▶ [Directive]: How many lines of the entries below contain the word "water"? Match case exactly and give only the number.

▶ [Record set]:
===============

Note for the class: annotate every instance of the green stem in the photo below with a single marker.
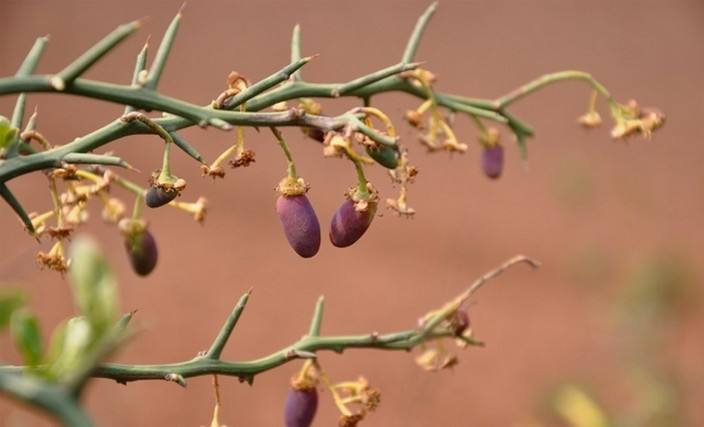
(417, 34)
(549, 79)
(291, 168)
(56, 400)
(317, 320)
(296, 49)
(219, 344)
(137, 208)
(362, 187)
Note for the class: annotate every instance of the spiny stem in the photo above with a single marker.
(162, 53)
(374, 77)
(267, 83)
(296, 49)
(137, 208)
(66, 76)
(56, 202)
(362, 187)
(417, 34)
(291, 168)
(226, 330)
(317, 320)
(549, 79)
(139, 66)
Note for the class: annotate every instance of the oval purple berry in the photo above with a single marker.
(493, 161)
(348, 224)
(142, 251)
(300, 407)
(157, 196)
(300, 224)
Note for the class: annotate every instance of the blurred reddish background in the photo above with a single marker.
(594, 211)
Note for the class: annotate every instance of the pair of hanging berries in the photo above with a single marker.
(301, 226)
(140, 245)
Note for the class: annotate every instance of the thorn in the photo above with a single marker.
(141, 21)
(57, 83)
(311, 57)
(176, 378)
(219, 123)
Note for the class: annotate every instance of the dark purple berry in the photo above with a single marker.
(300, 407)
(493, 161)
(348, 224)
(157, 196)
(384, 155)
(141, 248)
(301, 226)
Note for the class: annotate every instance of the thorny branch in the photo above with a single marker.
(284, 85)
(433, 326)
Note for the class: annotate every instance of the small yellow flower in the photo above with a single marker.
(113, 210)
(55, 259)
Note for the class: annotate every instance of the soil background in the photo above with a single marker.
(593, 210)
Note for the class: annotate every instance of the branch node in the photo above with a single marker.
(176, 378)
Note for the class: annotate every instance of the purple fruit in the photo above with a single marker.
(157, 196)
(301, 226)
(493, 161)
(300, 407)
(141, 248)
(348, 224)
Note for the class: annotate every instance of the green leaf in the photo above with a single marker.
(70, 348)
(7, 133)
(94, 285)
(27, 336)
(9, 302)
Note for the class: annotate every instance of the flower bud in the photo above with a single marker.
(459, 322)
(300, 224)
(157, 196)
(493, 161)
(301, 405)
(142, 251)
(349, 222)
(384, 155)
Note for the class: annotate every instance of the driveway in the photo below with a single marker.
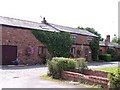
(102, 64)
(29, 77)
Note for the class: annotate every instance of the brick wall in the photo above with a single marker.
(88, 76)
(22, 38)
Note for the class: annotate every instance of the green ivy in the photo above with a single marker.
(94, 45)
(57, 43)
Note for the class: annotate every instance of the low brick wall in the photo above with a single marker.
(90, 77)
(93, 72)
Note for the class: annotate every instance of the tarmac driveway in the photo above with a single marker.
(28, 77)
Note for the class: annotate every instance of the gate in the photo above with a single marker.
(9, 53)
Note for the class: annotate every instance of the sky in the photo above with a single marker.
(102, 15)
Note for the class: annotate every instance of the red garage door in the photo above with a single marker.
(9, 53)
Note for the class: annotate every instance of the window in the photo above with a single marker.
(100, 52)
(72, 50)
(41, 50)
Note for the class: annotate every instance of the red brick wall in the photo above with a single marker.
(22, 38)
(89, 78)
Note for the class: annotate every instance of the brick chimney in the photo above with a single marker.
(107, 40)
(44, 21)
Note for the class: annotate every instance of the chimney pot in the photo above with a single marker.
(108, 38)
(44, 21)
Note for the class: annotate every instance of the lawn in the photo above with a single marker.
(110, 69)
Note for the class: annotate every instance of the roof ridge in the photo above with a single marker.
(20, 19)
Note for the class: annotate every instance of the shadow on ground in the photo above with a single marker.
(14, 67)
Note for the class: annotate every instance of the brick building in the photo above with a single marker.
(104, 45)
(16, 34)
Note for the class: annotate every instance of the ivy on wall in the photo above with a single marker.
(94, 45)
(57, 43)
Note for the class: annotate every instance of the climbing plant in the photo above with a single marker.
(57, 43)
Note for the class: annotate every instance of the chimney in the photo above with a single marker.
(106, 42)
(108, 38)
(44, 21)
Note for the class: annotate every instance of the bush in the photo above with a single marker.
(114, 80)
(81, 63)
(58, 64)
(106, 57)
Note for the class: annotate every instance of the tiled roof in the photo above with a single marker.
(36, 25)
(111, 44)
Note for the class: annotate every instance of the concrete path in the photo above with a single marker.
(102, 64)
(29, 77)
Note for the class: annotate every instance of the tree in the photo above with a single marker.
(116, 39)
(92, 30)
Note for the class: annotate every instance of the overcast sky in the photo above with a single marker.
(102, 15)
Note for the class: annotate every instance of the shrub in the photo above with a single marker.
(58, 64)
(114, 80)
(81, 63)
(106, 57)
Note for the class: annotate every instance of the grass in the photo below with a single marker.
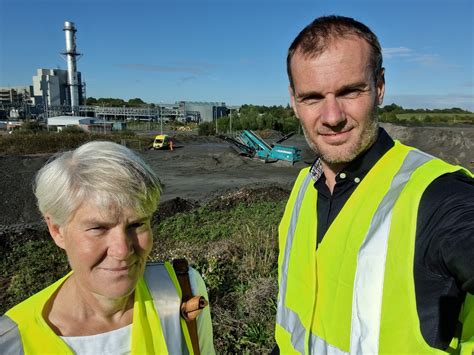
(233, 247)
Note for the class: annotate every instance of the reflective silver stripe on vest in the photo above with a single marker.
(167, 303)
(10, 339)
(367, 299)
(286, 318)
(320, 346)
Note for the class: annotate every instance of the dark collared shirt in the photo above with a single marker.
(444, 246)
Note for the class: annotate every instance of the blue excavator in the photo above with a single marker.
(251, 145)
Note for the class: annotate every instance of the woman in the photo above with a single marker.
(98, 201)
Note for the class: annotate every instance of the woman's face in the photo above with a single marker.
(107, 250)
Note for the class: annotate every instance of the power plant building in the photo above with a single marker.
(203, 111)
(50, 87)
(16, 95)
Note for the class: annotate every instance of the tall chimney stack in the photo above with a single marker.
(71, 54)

===============

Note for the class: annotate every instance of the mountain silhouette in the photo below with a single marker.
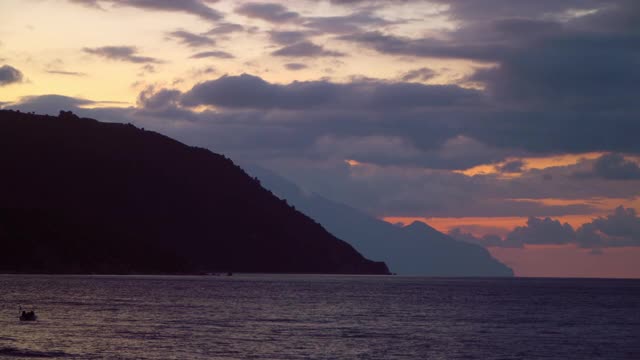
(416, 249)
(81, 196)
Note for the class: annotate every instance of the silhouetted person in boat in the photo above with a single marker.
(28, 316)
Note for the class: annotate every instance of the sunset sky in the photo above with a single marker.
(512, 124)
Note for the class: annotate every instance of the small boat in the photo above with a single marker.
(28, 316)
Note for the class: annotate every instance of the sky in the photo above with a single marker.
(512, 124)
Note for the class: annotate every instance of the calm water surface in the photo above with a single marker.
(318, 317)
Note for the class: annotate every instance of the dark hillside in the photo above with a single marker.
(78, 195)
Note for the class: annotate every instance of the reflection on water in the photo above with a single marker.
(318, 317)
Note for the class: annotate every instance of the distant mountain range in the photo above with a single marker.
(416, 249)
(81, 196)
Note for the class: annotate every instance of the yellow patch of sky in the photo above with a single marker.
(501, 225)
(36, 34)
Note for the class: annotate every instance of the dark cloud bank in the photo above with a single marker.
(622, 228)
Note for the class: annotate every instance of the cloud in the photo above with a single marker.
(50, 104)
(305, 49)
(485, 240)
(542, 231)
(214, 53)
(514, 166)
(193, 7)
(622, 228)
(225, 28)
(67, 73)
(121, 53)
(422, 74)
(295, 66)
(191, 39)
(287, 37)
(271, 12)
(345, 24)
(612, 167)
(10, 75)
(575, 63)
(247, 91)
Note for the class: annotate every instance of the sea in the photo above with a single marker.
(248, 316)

===============

▶ [Task output]: 2